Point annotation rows
◆ ◆ ◆ ◆ ◆ ◆ ◆

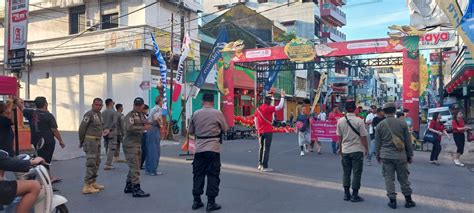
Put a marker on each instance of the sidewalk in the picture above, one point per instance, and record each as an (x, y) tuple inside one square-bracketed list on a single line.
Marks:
[(72, 150)]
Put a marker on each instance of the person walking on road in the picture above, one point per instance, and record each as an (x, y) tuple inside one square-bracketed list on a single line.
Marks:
[(459, 136), (208, 125), (120, 133), (395, 151), (134, 123), (153, 139), (263, 124), (437, 127), (44, 130), (304, 137), (144, 138), (6, 131), (353, 142), (90, 133), (334, 115), (110, 140), (375, 121)]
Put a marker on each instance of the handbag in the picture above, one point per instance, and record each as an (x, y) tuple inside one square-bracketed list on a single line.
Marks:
[(399, 144), (430, 137), (470, 136)]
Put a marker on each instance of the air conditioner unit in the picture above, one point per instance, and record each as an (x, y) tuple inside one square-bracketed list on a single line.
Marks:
[(91, 25)]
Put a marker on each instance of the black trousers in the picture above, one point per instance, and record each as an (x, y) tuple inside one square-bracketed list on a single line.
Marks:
[(47, 151), (460, 140), (352, 163), (264, 151), (206, 164), (436, 150)]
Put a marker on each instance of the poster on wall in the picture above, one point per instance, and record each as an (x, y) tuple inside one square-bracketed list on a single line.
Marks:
[(17, 11)]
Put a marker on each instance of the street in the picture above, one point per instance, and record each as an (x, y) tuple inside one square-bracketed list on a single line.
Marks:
[(299, 184)]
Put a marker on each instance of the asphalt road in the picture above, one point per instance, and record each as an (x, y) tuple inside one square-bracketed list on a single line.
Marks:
[(299, 184)]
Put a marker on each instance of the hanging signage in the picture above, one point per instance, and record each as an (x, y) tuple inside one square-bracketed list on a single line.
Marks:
[(440, 39), (17, 11), (300, 50)]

◆ ◆ ◆ ◆ ◆ ◆ ◆

▶ Instructions to follow: Reproduce the rows from the start up to and including the line with "[(72, 150)]", swapping "sidewalk" for "pavement" and leaving everything else unchanged. Omit the pictures from your answer.

▶ Written solution:
Put a marker on each instance of the pavement in the picture above, one point per instance, and record each as an (x, y) tuple inside one square-bracketed list on a single line.
Marks:
[(72, 150)]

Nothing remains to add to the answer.